Instructions for the task
Please rewrite the listing below with every occurrence of "place a point on" changed to "put a marker on", leaving all other text the same.

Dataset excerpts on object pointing
- - - - -
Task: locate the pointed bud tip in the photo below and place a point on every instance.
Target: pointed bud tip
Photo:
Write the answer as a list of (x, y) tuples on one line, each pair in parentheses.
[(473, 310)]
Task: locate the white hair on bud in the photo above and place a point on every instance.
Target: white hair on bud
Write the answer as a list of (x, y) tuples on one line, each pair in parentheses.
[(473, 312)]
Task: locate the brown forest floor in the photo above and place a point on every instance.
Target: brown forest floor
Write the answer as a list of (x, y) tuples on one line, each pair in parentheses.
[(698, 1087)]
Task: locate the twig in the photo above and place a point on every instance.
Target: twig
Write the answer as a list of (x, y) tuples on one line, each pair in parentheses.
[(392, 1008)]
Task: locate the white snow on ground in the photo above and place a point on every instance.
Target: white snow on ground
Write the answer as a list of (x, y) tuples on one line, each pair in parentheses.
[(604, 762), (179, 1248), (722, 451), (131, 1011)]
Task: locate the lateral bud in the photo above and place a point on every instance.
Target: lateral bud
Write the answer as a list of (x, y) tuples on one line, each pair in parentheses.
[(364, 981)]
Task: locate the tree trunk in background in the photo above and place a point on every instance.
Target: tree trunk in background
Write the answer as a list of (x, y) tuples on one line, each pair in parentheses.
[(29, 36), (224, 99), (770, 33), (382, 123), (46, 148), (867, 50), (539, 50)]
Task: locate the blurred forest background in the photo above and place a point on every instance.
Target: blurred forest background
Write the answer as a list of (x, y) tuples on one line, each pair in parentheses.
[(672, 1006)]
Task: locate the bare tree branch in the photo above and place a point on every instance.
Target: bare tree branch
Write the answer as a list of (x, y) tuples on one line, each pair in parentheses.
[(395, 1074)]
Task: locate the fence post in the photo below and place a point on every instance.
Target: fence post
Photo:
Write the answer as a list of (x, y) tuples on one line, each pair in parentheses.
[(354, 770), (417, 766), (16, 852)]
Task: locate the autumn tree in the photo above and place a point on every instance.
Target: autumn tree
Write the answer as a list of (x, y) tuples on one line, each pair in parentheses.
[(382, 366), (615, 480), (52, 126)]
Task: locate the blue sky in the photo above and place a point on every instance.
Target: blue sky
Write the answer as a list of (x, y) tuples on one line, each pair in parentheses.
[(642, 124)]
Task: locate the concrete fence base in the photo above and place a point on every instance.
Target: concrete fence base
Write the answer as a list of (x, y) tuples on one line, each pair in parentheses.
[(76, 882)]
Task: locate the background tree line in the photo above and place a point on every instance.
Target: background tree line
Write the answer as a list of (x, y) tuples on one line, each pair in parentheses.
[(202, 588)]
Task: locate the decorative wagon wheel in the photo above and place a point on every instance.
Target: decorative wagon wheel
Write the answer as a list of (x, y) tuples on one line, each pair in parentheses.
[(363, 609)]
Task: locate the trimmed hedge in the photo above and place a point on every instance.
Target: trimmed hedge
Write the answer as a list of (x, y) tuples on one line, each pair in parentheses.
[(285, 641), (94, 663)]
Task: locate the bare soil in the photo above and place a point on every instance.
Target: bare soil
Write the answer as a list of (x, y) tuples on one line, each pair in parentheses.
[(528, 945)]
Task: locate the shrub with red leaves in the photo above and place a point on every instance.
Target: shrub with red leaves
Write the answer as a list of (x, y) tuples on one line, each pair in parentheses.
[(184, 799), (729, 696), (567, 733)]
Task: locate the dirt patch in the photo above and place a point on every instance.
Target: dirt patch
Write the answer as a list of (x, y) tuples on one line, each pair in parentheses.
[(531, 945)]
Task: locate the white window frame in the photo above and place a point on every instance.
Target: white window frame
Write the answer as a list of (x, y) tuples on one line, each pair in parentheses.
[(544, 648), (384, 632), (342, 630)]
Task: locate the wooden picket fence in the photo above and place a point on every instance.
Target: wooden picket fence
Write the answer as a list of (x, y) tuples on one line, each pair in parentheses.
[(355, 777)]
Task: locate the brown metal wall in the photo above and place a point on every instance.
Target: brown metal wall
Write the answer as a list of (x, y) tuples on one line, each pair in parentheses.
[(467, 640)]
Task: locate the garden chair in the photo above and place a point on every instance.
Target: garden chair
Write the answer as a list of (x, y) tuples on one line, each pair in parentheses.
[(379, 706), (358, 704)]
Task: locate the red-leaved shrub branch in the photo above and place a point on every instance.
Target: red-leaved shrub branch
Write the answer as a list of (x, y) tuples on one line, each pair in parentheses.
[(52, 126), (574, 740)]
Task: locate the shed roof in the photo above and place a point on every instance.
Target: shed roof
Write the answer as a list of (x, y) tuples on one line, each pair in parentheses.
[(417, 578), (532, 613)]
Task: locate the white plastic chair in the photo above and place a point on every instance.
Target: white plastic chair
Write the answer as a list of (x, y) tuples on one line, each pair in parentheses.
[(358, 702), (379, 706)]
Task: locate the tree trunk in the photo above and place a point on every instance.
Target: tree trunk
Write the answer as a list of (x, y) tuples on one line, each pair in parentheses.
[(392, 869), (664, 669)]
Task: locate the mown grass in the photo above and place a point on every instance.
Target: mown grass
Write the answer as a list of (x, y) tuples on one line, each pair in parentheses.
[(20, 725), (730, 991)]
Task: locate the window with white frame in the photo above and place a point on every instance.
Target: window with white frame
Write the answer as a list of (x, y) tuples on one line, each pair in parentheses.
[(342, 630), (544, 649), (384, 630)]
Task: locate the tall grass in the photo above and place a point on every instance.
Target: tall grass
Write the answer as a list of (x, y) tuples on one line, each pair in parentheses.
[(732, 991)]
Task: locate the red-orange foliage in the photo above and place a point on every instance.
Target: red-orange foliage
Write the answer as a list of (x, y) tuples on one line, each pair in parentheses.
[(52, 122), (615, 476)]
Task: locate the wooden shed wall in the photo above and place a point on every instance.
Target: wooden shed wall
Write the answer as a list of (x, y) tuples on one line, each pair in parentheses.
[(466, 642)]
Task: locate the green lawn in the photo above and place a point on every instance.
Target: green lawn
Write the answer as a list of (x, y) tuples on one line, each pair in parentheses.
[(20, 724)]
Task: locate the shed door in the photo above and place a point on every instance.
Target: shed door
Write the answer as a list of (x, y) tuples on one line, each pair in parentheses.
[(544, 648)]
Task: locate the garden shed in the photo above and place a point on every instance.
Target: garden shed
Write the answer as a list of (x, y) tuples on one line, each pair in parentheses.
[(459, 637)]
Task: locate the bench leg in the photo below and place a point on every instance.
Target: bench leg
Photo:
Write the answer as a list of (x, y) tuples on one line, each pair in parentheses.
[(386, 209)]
- - - - -
The response
Task: locate the pointed bud tip in the photo below and put a marker on every instance.
Target: pointed bud tip
Photo:
Write the answer as a list of (x, y) tuples on one line, each pair in parentheses.
[(473, 310)]
Task: locate the white hair on bud in the photo above and put a marker on every instance.
Target: white hair on bud
Write the answer as a list of (x, y) tuples on one line, each pair in parentheses.
[(473, 312)]
Task: locate the brown forest floor in the photo above and put a marker on every instance.
Target: brown forest floor
Write the answer as a list of (x, y) tuples on one line, each pair in parentheses.
[(698, 1087)]
Task: locate the twig in the photo above and put a marker on every instance.
Target: twig
Write the answer as a list of (x, y) tuples on one line, each pair in parentheses.
[(392, 1008)]
Task: locate the white snow on ground in the photo above and put a marker on every instance.
Target: white snow on ground
Write the answer as a list of (x, y) tuples on one line, each pair in parentheses.
[(604, 762), (179, 1248), (722, 451), (131, 1011)]
Task: locate the lateral bud in the photo above and put a marker on every instance.
Target: lateral bud
Write the answer as a list of (x, y) tuples on one line, each pair in parentheses.
[(364, 981)]
Task: locate the tree trunk in background in the photo above and put a marker on every instance.
Target: tree trunk in background
Write the answer as a list of (x, y) tuples on one line, each pair in parentheses.
[(29, 36), (224, 99), (770, 33), (382, 123), (46, 148), (867, 50), (539, 50)]
Task: locate the blurred forest background in the photo above and put a marker on every instance.
Target: blurred forest background
Write the answer as a list of (x, y) tuples on one line, each pair in parentheses.
[(672, 1006)]
Task: locate the bare tree branch in the photo above and put a marker on every instance.
Target: bare tree branch
Write the answer as a list of (x, y) tuples on one line, each pair in parentheses.
[(395, 1074)]
Task: locate the fence post in the photo below and put a marker on every instance.
Target: fence post
Photo:
Write the answer as a list of (x, y) tuples on one line, each pair in parentheses.
[(354, 770), (417, 766), (16, 852)]
Task: locate the autumn tree in the photo above and put a marker on every instance.
Target: autumn tree
Write the answer as a list of (x, y) tuples on one line, each pair in parentheses.
[(382, 366), (615, 480), (52, 126)]
Task: locate the blue sky in the photo above and put a marker on every instance.
Target: blue sky
Write the answer as a list of (x, y) tuples on one line, each pair in parentheses.
[(642, 124)]
Task: locate the concrete fence base in the photo above and put a marker on every instance.
Target: concrete fence base
Write the answer as a list of (x, y) tuples on one line, each pair in parentheses.
[(76, 882)]
Task: locate the background tree line in the photo above and put a marker on every instance.
Target: background tree line
Write the answer as a list of (x, y) tuples on one line, each pair in parentheses.
[(202, 588)]
Task: locate the decorative wagon wheel in the photo above and put a marker on every instance.
Target: decorative wagon wheel
Write the answer as a list of (x, y) tuples on one line, each pair in parentheses.
[(363, 609)]
Task: locate the trimmed hedge in the photo above and put a marker on every instance.
Target: trimmed hedge
Write the answer as a list of (x, y) tuples on one line, each pair in parentheses.
[(285, 641), (94, 663)]
Task: locate the bare soil in the photo above and put a marker on every instance.
Target: bare soil
Write the answer as a list of (x, y) tuples on one line, each pair in parentheses.
[(528, 945)]
Task: locate the shrub with red leaves in the photo above and put a marker on every instance.
Target: shrub with red leaves
Write the answer as a list of (x, y) tuples on one line, each pair in parentheses.
[(184, 799), (729, 696), (567, 733)]
Task: locate the dirt patch in the photo above and put a marker on every instance.
Target: dirt patch
Write the answer as a list of (x, y) tuples on one line, each pair in parentheses.
[(531, 945)]
Task: locate the white window frame in the photo above and put a marker on every instance.
Target: white window frame
Write the answer as a list of (x, y) tuples on one line, each pair in parentheses.
[(544, 648), (384, 632), (342, 630)]
Task: locate the wooden picket fence in the photo above and put a marker on every instance.
Target: wooden picket fence
Write the answer as a list of (x, y) tuples on one line, each pair in parentheses.
[(355, 777)]
Task: locate the brown metal wall in the photo above and put a marker on every instance.
Target: brown metal wall
Write the answer as a list of (x, y) tuples on one line, each pair in parentheses.
[(467, 640)]
Task: locate the garden chair in the photo above and put a marker on every instance.
Target: garden chair
Write the answer as a list of (x, y) tuples on one line, each pair in parentheses.
[(379, 706), (358, 704)]
Task: locate the red-leaved shrub branch in the photo above and put a marker on every instance.
Target: red-leaved shrub branch
Write the answer as a list of (x, y) tuples on one line, each pair in parentheses.
[(52, 126), (574, 740)]
Task: locate the shed roof in the photo above and put a marker on every instance.
Target: shed roof
Write the answer as a list of (x, y) tuples on one line, each pair in parentheses.
[(417, 578), (532, 613)]
Task: locate the white plastic chair in the photo above and put a marker on every instance.
Target: white plastic chair
Write the answer as a list of (x, y) tuples on one line, each pair in parentheses.
[(358, 702), (379, 706)]
Task: locate the tree trunk in the photo above and put a marker on every instance.
Target: tree trunk
Write the answer as a list of (x, y) tuples on one line, each pair in parentheses.
[(392, 869), (664, 669)]
Task: locate the mown grass in the photo above and put a marker on every instance.
Target: mown grass
Write the answer as a list of (x, y) tuples on one line, each pair in parentheses.
[(20, 725), (730, 991)]
Task: locate the window with white frame in the photo above and put a marker on every instance.
Target: window with white frame
Write the answer as a list of (x, y) tuples on one line, each pair in parentheses.
[(342, 630), (544, 649), (384, 630)]
Task: locate the tall grass in the photo above and put a marker on every instance.
Target: tall grass
Write the answer as a list of (x, y) tuples on one line, each pair in parentheses.
[(732, 991)]
Task: locate the red-orange foliage in the photo above and put a marker on every instance.
Target: red-orange foliage
Write the answer as a list of (x, y) tuples on one line, each pair in parentheses.
[(52, 122), (615, 476)]
Task: locate the wooden shed wall in the photo above and put a marker on every instance.
Target: wooden shed wall
Write the answer as a list of (x, y) tuples on one line, each pair in parentheses.
[(466, 642)]
Task: locate the green lawn in the photo above and put a marker on every instance.
Target: green lawn
Write the answer as a list of (x, y) tuples on one line, each pair in parentheses.
[(20, 724)]
Task: locate the shed door in the photo above and put a marker on every instance.
Target: shed door
Write the answer as a list of (x, y) tuples on one line, each pair in parentheses.
[(544, 648)]
Task: locate the garden shed in the photo above and put a marker on every instance.
Target: garden shed
Write the answer as a list of (x, y) tuples on one line, each pair in parentheses.
[(459, 637)]
Task: locate the bench leg in the photo below and put a marker on every instance.
Target: bench leg
Photo:
Write the answer as a list of (x, y) tuples on one line, each pair in parentheses.
[(386, 209)]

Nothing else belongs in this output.